## Requirements:
Find each line in the data below that contains the string "every", treating uppercase and lowercase as distinct, and copy those lines.

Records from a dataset
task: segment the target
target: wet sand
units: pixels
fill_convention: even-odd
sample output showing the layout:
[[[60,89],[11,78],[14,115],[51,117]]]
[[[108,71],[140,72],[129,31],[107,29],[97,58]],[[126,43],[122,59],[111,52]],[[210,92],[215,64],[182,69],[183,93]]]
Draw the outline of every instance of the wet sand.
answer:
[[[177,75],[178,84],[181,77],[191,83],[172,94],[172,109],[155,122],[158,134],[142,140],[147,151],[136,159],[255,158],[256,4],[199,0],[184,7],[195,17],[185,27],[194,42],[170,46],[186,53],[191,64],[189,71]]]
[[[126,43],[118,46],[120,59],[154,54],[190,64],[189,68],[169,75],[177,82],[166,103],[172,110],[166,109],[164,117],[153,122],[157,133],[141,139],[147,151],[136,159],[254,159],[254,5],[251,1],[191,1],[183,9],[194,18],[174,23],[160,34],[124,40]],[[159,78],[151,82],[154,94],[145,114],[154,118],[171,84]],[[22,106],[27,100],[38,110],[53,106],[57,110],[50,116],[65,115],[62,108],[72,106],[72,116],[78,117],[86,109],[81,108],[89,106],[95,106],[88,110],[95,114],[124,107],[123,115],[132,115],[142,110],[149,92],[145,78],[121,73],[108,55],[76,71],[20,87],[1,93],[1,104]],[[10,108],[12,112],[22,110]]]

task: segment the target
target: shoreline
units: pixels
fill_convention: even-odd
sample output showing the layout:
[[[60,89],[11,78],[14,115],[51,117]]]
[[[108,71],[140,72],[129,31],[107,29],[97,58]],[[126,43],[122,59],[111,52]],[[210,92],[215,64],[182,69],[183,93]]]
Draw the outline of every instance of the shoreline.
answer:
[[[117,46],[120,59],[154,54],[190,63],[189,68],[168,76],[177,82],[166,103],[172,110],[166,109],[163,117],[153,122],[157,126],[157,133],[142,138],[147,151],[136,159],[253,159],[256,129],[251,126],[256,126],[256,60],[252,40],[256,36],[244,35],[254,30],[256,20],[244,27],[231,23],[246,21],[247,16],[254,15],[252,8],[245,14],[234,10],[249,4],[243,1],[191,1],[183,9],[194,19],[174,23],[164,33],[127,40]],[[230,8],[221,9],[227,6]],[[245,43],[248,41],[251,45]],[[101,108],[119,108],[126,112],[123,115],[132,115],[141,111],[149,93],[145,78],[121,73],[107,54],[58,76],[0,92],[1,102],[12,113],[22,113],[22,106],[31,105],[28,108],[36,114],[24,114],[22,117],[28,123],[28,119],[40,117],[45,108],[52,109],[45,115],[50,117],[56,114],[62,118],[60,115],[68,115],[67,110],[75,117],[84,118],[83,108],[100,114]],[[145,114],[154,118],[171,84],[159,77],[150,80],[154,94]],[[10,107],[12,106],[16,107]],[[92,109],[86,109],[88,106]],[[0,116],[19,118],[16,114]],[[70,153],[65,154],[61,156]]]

## Response to the exercise:
Draw the outline of every instance of the wet sand.
Draw the outline of every instance of the shoreline.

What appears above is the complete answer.